Below, find the line of the records that contains "I'd appreciate your help finding the person's hand", and return that line and every line after it word for word, ending with the line that contains "[0,105,320,299]".

_Raw records_.
>>
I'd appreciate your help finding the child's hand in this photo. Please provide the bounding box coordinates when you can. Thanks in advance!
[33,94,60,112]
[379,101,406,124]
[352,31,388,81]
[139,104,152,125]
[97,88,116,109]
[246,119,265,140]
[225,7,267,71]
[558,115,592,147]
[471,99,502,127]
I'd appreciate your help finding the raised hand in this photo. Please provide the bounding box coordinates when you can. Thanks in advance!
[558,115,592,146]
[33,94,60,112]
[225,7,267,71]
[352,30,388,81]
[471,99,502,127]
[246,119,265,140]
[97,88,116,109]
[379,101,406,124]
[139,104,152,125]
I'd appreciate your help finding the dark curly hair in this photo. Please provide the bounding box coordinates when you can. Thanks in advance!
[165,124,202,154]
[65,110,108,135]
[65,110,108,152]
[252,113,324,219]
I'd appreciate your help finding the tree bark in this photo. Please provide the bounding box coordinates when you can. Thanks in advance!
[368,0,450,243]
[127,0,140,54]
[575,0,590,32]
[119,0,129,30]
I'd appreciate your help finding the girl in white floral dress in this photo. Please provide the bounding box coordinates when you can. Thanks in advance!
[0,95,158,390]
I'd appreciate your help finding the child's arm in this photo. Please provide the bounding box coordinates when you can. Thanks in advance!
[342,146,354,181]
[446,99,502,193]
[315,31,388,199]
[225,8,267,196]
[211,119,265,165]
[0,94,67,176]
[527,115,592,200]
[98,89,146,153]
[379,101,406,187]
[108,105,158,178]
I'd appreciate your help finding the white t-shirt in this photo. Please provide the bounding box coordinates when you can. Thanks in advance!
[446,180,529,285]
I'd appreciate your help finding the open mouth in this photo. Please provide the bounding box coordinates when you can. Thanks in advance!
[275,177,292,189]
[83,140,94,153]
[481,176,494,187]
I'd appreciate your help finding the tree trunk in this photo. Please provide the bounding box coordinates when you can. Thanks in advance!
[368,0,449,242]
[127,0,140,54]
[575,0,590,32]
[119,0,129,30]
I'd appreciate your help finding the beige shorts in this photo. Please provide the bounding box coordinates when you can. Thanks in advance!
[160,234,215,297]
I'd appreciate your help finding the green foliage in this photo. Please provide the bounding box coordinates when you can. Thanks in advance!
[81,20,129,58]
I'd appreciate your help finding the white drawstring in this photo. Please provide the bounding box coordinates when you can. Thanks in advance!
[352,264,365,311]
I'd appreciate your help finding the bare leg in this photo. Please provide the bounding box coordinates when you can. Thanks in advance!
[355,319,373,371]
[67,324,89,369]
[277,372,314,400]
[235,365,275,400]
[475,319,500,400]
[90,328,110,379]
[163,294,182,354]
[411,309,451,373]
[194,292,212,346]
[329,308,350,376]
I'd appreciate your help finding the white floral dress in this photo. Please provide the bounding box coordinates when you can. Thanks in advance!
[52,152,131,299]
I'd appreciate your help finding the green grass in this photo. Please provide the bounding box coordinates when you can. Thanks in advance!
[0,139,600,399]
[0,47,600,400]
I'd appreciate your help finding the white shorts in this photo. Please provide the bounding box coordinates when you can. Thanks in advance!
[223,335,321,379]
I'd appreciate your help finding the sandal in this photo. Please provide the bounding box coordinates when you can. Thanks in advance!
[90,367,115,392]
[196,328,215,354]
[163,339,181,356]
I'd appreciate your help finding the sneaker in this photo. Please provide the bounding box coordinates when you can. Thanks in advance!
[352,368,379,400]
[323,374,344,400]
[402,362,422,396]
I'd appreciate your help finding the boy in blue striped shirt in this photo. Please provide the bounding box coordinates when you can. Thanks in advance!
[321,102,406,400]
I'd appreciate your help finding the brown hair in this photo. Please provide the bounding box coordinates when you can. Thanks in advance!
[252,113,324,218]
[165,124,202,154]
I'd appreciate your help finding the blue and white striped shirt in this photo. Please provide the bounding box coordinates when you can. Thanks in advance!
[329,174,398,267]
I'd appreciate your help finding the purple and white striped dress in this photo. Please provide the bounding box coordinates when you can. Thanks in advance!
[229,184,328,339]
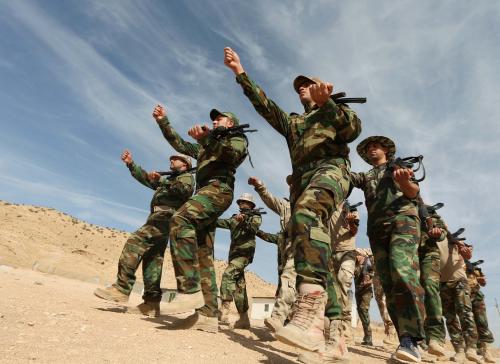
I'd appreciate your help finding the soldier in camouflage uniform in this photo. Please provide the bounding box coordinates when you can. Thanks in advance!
[329,203,359,339]
[94,150,194,317]
[354,249,373,346]
[224,48,361,357]
[351,136,425,362]
[465,260,495,363]
[418,198,446,357]
[437,232,481,363]
[248,177,297,332]
[153,105,248,332]
[217,193,262,329]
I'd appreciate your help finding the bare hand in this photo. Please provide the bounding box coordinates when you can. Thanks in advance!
[309,82,333,107]
[148,171,161,182]
[153,105,167,121]
[429,227,442,239]
[188,125,210,140]
[121,149,133,165]
[248,177,262,187]
[224,47,245,76]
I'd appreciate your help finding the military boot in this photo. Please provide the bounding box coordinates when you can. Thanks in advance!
[465,347,484,363]
[163,291,205,314]
[427,339,446,356]
[233,311,250,330]
[127,301,160,317]
[94,286,128,302]
[276,283,328,351]
[479,343,496,363]
[219,301,231,325]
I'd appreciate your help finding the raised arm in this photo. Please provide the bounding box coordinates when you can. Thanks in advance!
[153,105,200,159]
[224,47,289,137]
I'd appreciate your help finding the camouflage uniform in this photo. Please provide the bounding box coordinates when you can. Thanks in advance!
[221,215,262,314]
[113,162,194,302]
[351,146,425,340]
[418,209,446,344]
[158,113,248,317]
[255,184,297,324]
[437,238,477,350]
[467,268,495,345]
[236,73,361,316]
[354,252,373,338]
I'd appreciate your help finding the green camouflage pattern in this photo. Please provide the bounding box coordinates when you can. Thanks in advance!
[158,116,248,189]
[440,279,478,349]
[114,171,194,302]
[418,214,446,344]
[220,257,250,314]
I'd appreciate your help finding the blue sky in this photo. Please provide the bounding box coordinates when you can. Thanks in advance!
[0,0,500,338]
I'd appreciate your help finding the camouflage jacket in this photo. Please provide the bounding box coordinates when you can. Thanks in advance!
[158,116,248,189]
[127,162,194,212]
[217,215,262,263]
[351,164,418,236]
[236,73,361,178]
[256,230,286,272]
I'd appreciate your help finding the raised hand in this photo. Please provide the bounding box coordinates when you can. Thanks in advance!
[121,149,133,165]
[309,82,333,107]
[153,105,167,121]
[224,47,245,75]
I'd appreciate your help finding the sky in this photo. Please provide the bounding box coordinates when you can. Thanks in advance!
[0,0,500,334]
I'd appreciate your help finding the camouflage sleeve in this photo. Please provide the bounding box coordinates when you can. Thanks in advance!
[127,162,160,190]
[255,230,279,245]
[236,73,289,137]
[255,184,289,216]
[158,116,200,159]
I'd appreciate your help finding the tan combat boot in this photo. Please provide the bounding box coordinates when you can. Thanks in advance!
[427,339,446,357]
[465,347,484,364]
[233,311,250,330]
[219,301,231,325]
[276,283,328,351]
[94,286,128,302]
[162,291,205,314]
[479,343,497,363]
[127,301,160,317]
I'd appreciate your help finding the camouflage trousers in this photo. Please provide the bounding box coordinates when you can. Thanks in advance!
[333,250,356,325]
[290,159,349,319]
[113,211,172,302]
[271,258,297,323]
[355,284,373,336]
[170,181,233,317]
[471,289,495,344]
[440,279,477,349]
[369,215,425,340]
[220,257,251,314]
[418,244,446,344]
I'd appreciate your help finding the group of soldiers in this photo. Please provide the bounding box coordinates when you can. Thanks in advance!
[94,48,493,363]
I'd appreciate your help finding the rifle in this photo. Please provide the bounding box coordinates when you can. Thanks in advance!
[330,92,366,104]
[202,124,257,140]
[387,155,425,182]
[156,167,196,179]
[465,259,484,276]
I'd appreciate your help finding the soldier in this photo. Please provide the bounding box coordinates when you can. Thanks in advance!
[217,193,262,329]
[153,105,248,332]
[437,232,481,363]
[248,177,297,332]
[224,48,361,360]
[418,202,446,357]
[351,136,425,362]
[465,260,496,363]
[329,201,359,338]
[94,150,194,317]
[354,249,373,346]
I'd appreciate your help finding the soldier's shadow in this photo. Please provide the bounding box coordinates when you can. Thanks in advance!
[221,328,297,364]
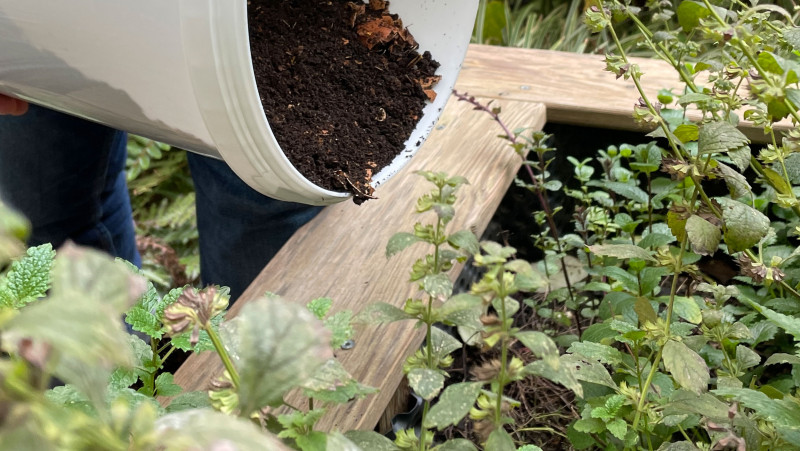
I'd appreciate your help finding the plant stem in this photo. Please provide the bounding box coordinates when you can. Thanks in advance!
[494,286,509,427]
[453,90,580,335]
[203,323,239,390]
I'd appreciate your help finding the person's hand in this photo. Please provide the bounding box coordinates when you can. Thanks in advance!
[0,94,28,116]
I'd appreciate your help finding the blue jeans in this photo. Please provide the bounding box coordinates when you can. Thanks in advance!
[0,105,320,299]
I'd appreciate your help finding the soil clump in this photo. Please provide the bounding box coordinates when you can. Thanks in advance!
[248,0,439,203]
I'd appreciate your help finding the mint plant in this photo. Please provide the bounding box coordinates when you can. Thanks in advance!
[0,205,374,450]
[358,171,582,451]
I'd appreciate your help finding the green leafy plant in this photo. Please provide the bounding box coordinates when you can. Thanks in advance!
[126,135,200,293]
[359,172,582,451]
[0,205,382,450]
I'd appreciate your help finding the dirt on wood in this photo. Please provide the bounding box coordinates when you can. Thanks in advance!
[248,0,439,203]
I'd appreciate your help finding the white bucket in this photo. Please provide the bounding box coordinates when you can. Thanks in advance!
[0,0,478,205]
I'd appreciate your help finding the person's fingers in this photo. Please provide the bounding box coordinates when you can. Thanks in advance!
[0,94,28,116]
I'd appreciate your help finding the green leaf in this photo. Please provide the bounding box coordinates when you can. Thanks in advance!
[354,302,416,324]
[408,368,444,401]
[783,27,800,50]
[567,341,623,365]
[586,180,647,205]
[739,294,800,340]
[606,418,628,440]
[44,384,97,417]
[728,146,753,172]
[422,273,453,301]
[437,293,483,329]
[503,260,552,292]
[447,230,481,255]
[109,334,155,390]
[589,244,656,262]
[673,296,703,324]
[0,243,56,308]
[153,409,286,450]
[424,382,483,431]
[686,215,722,255]
[664,389,730,423]
[673,124,700,143]
[697,121,750,155]
[156,373,183,396]
[108,368,139,390]
[344,431,400,451]
[675,92,713,107]
[431,438,478,451]
[524,356,583,397]
[712,388,800,427]
[662,340,710,395]
[303,359,377,404]
[486,428,517,451]
[764,353,800,365]
[170,314,224,352]
[3,244,146,408]
[125,305,164,339]
[514,330,558,359]
[717,160,753,199]
[386,232,423,258]
[322,310,356,349]
[306,298,333,320]
[656,441,700,451]
[736,345,761,370]
[715,197,770,253]
[166,390,211,413]
[220,297,333,415]
[559,354,617,390]
[633,296,658,326]
[431,327,462,359]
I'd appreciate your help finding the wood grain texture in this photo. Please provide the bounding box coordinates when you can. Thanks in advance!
[457,44,790,143]
[175,97,545,430]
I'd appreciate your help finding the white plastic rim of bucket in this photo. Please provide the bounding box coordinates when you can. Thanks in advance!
[181,0,478,205]
[0,0,478,205]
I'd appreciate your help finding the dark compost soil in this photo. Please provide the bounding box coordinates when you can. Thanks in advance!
[248,0,438,203]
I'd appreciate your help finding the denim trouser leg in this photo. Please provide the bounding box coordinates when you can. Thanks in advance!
[0,105,141,266]
[189,153,321,300]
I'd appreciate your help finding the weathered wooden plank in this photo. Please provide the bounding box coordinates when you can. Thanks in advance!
[458,45,789,143]
[175,98,545,430]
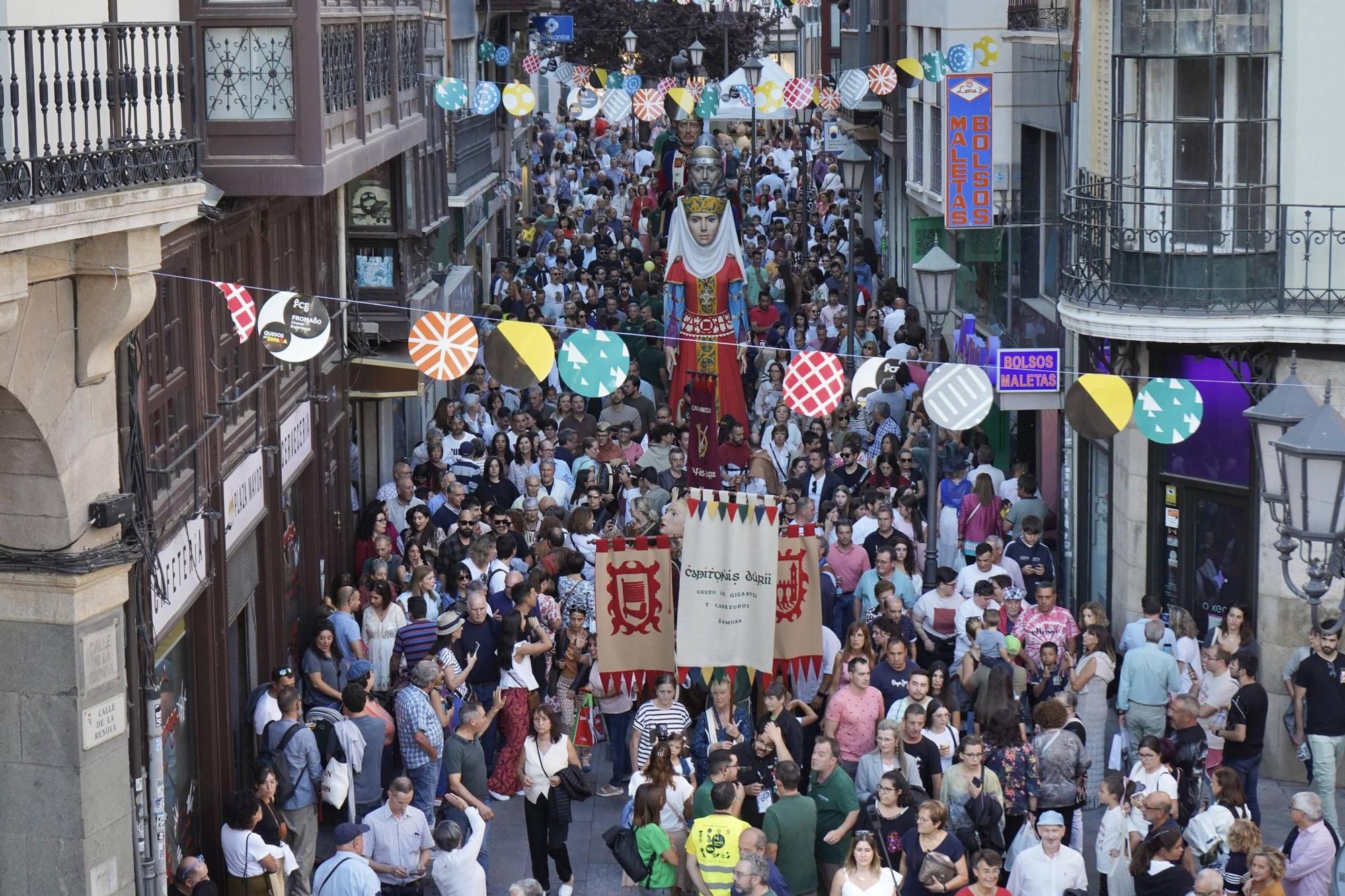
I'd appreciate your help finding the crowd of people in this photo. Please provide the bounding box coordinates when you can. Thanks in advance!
[180,106,1345,896]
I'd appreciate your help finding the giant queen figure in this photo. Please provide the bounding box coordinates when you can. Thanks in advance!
[663,134,748,423]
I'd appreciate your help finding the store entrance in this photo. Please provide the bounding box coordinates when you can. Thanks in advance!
[1150,478,1252,637]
<<
_Problem solution_.
I'd appreciate your help finding the person's hand in this photo. Please provide the bounding box coordinates when you can. Thanks in advance!
[0,94,28,116]
I'd appreciate your help finding the blue jeans in this photo. Please provide the bounding box coordinates when you can. Thanks in advance!
[0,105,320,299]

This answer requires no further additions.